>> START SUPPLIED DATA
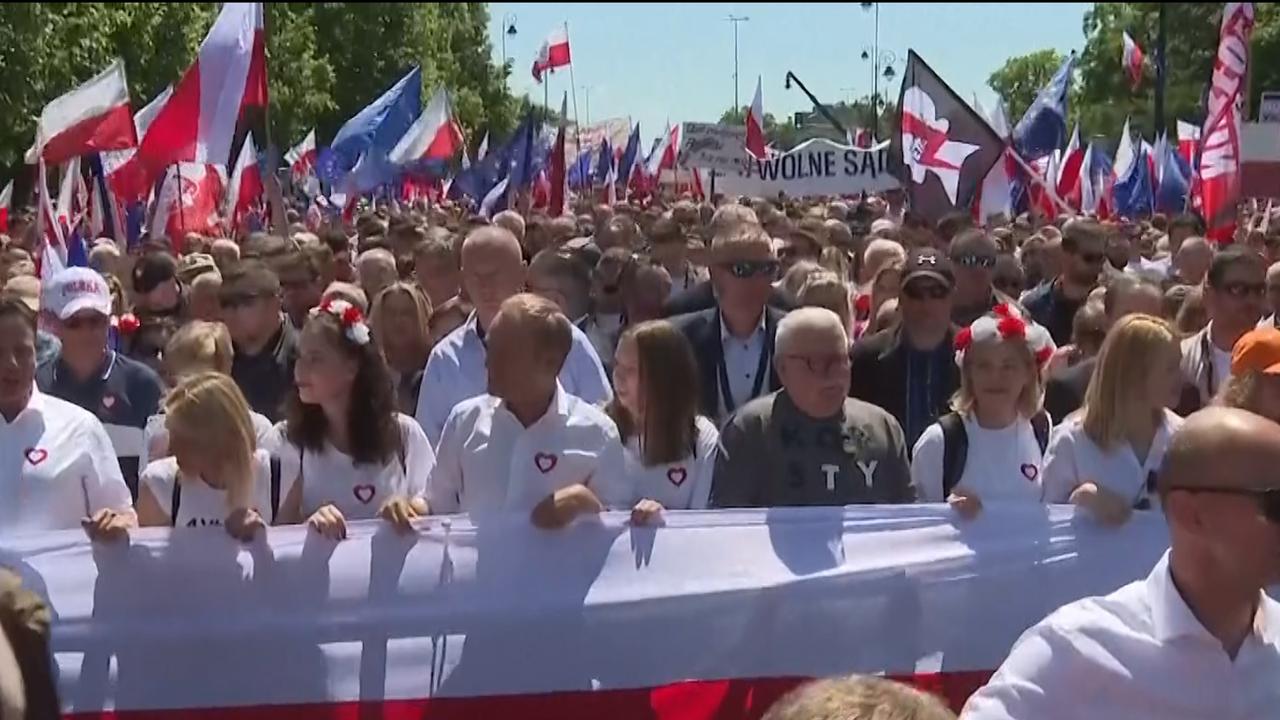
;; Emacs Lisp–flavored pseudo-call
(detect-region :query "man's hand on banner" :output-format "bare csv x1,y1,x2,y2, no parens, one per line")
378,496,428,534
531,483,604,530
307,505,347,541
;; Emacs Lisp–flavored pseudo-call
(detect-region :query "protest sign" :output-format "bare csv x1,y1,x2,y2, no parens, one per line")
30,502,1167,720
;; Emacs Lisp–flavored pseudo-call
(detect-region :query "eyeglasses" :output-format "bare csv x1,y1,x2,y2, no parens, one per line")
63,313,106,331
1217,282,1267,300
1169,487,1280,525
782,354,850,377
951,255,996,270
721,260,780,281
902,283,951,300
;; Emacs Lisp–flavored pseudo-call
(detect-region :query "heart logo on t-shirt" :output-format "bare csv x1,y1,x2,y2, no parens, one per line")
351,486,378,505
534,452,557,475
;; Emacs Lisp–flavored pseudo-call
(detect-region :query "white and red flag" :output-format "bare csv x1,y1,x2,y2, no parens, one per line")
1120,32,1147,90
1193,3,1253,243
27,60,138,165
746,77,768,160
225,135,262,228
284,128,316,177
532,26,572,82
138,3,266,176
388,87,462,165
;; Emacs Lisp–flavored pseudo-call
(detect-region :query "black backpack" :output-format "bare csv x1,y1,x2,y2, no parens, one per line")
169,455,280,528
938,410,1050,498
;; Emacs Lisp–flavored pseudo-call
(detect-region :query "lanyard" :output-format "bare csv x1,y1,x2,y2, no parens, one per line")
716,320,769,415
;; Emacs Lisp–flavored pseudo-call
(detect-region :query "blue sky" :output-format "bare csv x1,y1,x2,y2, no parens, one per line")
489,3,1091,138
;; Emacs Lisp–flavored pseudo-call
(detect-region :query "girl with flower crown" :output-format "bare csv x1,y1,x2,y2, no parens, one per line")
274,299,435,539
911,304,1053,518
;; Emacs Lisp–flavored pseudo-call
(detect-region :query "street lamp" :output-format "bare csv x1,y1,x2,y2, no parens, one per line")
724,15,751,113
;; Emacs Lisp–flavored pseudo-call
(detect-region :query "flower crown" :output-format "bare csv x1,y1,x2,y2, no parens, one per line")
311,299,369,346
955,302,1057,368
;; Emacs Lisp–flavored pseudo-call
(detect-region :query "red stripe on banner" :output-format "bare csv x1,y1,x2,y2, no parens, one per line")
65,670,992,720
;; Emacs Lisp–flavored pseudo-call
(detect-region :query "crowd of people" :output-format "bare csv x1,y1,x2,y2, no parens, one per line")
0,183,1280,717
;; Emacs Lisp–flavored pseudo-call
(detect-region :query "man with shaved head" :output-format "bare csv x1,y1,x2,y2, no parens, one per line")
963,407,1280,720
415,225,613,445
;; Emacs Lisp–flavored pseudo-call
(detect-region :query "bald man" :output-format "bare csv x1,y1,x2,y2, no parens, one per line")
963,407,1280,720
415,225,613,445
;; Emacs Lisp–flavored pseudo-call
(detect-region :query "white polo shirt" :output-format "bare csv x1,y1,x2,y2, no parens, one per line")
0,387,133,534
961,552,1280,720
426,383,627,514
1043,410,1183,505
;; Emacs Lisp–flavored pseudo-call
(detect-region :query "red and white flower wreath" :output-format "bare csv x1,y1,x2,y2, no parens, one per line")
311,299,370,345
955,302,1057,368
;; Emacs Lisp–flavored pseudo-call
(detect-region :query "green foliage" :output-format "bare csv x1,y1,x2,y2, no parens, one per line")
0,3,518,169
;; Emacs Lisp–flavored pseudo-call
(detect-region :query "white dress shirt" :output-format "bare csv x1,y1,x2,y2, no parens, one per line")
415,313,613,446
717,310,772,418
961,552,1280,720
623,415,719,510
0,387,133,534
426,383,626,514
270,413,435,520
1044,410,1183,503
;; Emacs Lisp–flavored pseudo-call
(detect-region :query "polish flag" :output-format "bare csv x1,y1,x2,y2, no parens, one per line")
285,128,316,177
1057,126,1084,210
225,135,262,228
1178,120,1199,168
138,3,266,176
746,77,768,160
534,27,572,82
1121,32,1146,90
0,181,13,232
27,60,138,165
388,87,462,165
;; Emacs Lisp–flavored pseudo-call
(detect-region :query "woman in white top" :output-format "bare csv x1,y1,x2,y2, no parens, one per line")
1044,315,1183,524
138,373,280,541
273,294,435,539
138,320,271,468
604,320,719,523
911,304,1053,518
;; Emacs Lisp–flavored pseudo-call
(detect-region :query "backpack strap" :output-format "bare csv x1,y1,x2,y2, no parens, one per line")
271,455,280,525
169,470,182,528
1032,409,1050,457
938,413,969,498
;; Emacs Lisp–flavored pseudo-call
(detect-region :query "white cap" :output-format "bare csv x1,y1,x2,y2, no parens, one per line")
42,268,111,320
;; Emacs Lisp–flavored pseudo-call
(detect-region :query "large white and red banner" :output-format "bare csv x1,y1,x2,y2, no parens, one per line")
10,503,1167,720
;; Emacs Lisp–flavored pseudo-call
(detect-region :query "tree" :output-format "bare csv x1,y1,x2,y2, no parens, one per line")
987,50,1066,122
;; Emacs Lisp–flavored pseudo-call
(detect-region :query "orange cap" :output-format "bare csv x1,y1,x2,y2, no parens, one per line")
1231,328,1280,375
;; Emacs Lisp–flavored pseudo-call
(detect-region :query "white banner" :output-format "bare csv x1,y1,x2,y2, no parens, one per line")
716,138,899,197
20,505,1167,720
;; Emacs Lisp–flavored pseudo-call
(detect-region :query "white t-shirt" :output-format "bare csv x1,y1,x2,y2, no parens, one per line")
0,387,133,534
270,413,435,520
138,407,273,468
623,415,719,510
1044,410,1183,503
911,414,1043,502
428,383,630,514
138,450,280,528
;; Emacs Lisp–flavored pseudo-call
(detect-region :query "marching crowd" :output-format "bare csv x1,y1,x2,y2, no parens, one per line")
0,191,1280,717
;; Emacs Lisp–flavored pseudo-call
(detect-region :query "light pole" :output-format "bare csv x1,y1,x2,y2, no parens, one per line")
724,15,751,113
502,13,516,72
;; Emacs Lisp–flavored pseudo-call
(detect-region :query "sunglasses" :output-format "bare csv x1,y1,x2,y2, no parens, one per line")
951,255,996,270
1219,282,1267,300
63,315,108,331
721,260,781,281
1169,487,1280,517
902,283,951,300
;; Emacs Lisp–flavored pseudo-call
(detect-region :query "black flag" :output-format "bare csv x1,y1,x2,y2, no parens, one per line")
890,50,1005,222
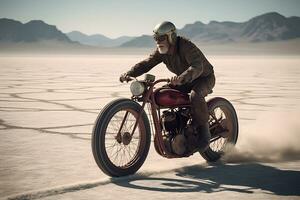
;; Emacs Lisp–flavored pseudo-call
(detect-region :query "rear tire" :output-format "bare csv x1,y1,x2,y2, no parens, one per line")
200,97,239,162
92,99,151,177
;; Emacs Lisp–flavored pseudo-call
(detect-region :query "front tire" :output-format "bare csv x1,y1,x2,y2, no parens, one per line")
92,99,151,177
200,97,239,162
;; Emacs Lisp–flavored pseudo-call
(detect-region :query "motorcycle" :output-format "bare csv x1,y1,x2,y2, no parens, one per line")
91,74,238,177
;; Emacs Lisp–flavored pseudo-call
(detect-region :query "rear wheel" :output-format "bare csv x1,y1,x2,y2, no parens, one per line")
200,97,239,162
92,99,151,177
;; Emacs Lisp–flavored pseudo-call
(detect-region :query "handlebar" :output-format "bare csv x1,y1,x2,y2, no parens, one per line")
120,75,171,85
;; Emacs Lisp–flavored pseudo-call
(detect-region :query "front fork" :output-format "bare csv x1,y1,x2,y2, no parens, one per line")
115,101,146,143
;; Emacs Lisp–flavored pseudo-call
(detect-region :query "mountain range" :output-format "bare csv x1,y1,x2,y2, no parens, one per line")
122,12,300,47
0,12,300,47
0,18,73,43
67,31,134,47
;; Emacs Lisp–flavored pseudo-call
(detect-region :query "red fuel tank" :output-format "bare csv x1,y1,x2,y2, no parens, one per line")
154,88,190,107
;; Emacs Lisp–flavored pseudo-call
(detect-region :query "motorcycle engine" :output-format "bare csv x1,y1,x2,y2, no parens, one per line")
161,108,190,155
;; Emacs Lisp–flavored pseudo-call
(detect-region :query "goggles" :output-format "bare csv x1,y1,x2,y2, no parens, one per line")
153,35,168,42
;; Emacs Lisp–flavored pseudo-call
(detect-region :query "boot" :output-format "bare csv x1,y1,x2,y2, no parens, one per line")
196,123,211,152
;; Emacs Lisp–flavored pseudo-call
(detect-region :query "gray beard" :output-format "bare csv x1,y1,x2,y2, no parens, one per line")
157,46,169,54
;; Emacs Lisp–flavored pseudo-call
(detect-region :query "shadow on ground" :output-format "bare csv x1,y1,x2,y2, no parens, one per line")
112,163,300,196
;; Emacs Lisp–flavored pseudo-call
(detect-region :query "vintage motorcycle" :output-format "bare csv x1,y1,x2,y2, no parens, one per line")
92,74,238,177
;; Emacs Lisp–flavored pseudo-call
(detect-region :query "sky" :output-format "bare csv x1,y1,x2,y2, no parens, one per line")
0,0,300,38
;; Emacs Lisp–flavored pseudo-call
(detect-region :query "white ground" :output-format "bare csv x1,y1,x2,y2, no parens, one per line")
0,55,300,199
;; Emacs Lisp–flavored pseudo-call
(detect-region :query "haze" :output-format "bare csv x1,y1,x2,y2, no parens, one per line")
0,0,300,38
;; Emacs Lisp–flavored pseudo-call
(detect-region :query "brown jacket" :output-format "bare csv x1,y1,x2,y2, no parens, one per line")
127,36,214,84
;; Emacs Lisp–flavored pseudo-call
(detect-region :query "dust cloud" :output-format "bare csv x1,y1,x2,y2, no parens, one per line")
222,111,300,163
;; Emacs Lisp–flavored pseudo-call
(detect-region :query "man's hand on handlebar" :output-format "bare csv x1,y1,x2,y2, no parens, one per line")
119,73,132,83
170,76,182,86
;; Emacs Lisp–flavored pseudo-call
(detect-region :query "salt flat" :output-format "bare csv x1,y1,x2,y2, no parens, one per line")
0,55,300,199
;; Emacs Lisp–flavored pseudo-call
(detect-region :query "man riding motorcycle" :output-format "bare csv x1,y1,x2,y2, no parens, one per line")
120,22,215,152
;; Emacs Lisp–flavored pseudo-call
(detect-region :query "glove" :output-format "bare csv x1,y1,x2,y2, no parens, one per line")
119,73,130,83
170,76,182,86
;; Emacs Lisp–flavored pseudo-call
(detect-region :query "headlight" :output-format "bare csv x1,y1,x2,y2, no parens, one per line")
130,81,145,96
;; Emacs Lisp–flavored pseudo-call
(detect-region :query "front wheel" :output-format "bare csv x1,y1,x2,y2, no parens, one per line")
200,97,239,162
92,99,151,177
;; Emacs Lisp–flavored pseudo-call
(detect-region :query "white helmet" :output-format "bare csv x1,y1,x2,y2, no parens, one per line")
153,21,177,45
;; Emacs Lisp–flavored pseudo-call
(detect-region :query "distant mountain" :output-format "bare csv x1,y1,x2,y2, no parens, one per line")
121,12,300,47
121,35,155,47
67,31,133,47
0,18,72,43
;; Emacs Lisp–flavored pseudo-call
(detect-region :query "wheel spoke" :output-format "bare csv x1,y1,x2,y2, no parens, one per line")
105,110,145,168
>> END SUPPLIED DATA
• [SHORT TASK]: How many lines in the records contain the string "flag"? Case counts; give only the number.

• [RESPONSE BELOW]: 3